● **Source document**
════════════════

Musíme se sejít (aka We Need to Meet, David Král, dir., 2016), follows gross misadventures of hapless Czech cycling foursome (one with teen son in tow), played by amateur actors (standup comedians), as they tour landscape outside Prague en route to Bambus Camp that they nostalgically recall from youth, long since closed. Critics weren’t amused by this “Dumber and Dumberest” low budget road trip.

Au Nom de la Terre (aka In The Name of the Land, Edouard Bergeon, dir., 2019) is based upon director’s own upbringing. After roaming Rocky Mountain ranches and seeing world a bit, Pierre Jarjeau (Guillaume Canet) returns to buy out family business west of Paris from his cruel, unforgiving father. His young family bikes through the bucolic Mayenne landscape like so many recreational day trippers and Tour de France dreamers. But reality of living off the land today is shocking. This film exposes bank loans, conservative bullying, corporate pressures, and tax brutality for suicidal desperation they impose on agricultural lifestyles. Rural isolationists don’t realize how much they’re cherished by those who rely on their contributions. But it’s not why aging champion Mark Cavendish, having arrived at nearby Pontivy dismissed from former team but given a chance by another, sat crying after his 31st TdF stage win, second only to Eddie Merckx’s 34. On final sprint in Stage 21, he'd miss breaking record by a wheel radius.

Just out on Disney+, new Pixar animated feature Luca (Enrico Casarosa, dir., 2021), follows mermen buddies Alberto (Jack Dylan Grazer) and Luca (Jacob Tremblay) onto beach of Italian coastline (Cinque Terre), where they assume human form (as long as kept dry) and befriend Giulia (Emma Berman), who introduces them to terrestrial thrills and watches Luca race down hills on her single speed bike. Daredevil duo also rigs up an abandoned Vespa into a BMX ramp jumper. Their chance to fulfill dreams and gain acceptance comes from winning a triathlon with Luca riding bike leg. This family fare is rated G with plenty of pathos and pesto. 

Wednesday, June 9, 2021

Petite Madeleine

Celebrated Bike-to-Work Day by parsing paving to revisit "scenes of the crimes", locations Labann once schooled or worked before pandemic decimated placements. What once seemed so important and sustained livelihood surprisingly appeared about as remembered, maybe less outstanding and worse for weather. One can go home and revel in past, but it just steals from present. Memorial Day promotes happy plans for summer and hollow ceremonies without dolor. Lifelong selfless service to society earns no honor.

Remarkable how in Remembrance of Things Past (aka In Search of Lost Time, 1913–1927, seven volumes celebrating center of its centenary) Marcel Proust found truth in a small tea soaked morsel of petite madeleine. Moreover, much has been made of how a galaxy exists in a grain, and Proust’s observations about what you consciously expect to recollect versus what you involuntarily picture again. Has to do with how incredible, indelible or ineffable an impression becomes. Bicyclist/painter/sculptor Marie Nordlinger (upon whom some argue character Albertine was based in part) became a warm light in Marcel’s luminous but truncated life (51 years, d. 1922) during which this asthmatic bisexual perfected the art of reflection, and wrote 20th Century’s most influential novel. “Marie delighted in riding a bicycle, and it was the image of ‘the girl with the bicycle’ that sparked Proust’s conception of Albertine, a character who dominates Remembrance of Things Past,” in particular volume La Fugitive, 1925.

════════════════

Stored records

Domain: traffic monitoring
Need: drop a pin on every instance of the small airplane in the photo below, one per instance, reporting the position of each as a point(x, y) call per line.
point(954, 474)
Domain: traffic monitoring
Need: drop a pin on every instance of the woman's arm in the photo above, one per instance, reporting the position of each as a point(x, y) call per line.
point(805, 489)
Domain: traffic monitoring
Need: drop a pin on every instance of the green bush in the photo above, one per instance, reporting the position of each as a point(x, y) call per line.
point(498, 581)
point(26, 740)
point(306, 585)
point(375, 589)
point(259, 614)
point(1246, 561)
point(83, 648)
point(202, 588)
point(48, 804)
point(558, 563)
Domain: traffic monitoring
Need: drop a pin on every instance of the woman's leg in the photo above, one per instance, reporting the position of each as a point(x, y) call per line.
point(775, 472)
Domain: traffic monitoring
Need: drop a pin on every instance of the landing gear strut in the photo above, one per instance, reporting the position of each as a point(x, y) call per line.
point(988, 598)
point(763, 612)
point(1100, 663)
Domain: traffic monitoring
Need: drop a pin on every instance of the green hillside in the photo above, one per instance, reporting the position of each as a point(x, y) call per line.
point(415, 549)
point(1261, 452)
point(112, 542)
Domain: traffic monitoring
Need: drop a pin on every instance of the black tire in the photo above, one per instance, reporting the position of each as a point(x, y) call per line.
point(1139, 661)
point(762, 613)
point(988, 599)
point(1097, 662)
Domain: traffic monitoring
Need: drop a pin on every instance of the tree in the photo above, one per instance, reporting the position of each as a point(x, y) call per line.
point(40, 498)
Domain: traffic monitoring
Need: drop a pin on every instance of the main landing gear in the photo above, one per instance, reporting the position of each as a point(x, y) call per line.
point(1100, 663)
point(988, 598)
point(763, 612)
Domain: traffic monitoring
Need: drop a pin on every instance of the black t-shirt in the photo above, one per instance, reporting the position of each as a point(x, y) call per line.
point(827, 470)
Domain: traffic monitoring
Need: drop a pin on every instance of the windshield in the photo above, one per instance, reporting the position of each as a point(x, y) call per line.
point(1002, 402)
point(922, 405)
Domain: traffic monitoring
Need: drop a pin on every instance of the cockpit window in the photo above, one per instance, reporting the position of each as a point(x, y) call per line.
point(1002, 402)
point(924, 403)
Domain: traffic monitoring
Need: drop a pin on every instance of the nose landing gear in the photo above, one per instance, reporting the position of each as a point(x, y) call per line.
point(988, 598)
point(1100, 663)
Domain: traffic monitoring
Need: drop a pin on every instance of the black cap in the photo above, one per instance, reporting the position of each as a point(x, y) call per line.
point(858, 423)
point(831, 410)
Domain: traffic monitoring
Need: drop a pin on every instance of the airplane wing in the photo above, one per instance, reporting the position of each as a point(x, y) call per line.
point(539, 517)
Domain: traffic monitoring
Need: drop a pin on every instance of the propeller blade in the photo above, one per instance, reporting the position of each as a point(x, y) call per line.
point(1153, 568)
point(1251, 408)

════════════════

● **Problems to work on**
A - According to the blog excerpt, which numbered Tour de France stage win did Mark Cavendish take at Pontivy?
B - Say whether each statement agrees with the blog excerpt, giving yes or no and quoting the deciding words: (i) Au Nom de la Terre was directed by Edouard Bergeon. (ii) Critics enjoyed Musíme se sejít. (iii) Proust died in 1922 after a life of 51 years.
C - Rewrite the blog excerpt starting with "Just out on" and going on through "pathos and pesto.", with "Vespa" changed to "scooter".
The rows can be left aside; none of them are needed.

● **Responses to the exercise**
A - His 31st TdF stage win.

B -
(i) Yes: "Edouard Bergeon, dir., 2019"
(ii) No: "Critics weren’t amused by this “Dumber and Dumberest” low budget road trip."
(iii) Yes: "(51 years, d. 1922)"

C -
Just out on Disney+, new Pixar animated feature Luca (Enrico Casarosa, dir., 2021), follows mermen buddies Alberto (Jack Dylan Grazer) and Luca (Jacob Tremblay) onto beach of Italian coastline (Cinque Terre), where they assume human form (as long as kept dry) and befriend Giulia (Emma Berman), who introduces them to terrestrial thrills and watches Luca race down hills on her single speed bike. Daredevil duo also rigs up an abandoned scooter into a BMX ramp jumper. Their chance to fulfill dreams and gain acceptance comes from winning a triathlon with Luca riding bike leg. This family fare is rated G with plenty of pathos and pesto.